■ **EXERCISE INSTRUCTIONS**:
Give back the full set of entries that follows, exactly as written.

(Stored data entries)
-=-=-=-=-

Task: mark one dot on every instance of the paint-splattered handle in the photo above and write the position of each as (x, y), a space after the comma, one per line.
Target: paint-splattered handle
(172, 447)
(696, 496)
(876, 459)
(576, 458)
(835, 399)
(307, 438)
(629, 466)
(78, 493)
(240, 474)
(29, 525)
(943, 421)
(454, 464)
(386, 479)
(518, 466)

-=-=-=-=-

■ **WORKED SOLUTION**:
Task: mark one dot on every instance of the paint-splattered handle in the photo above and write the position of each as (x, y), a space after the comma, one per line.
Target: paint-splattered handle
(172, 447)
(696, 496)
(876, 459)
(576, 458)
(835, 399)
(307, 438)
(629, 466)
(78, 493)
(240, 474)
(29, 525)
(943, 421)
(454, 464)
(386, 479)
(518, 466)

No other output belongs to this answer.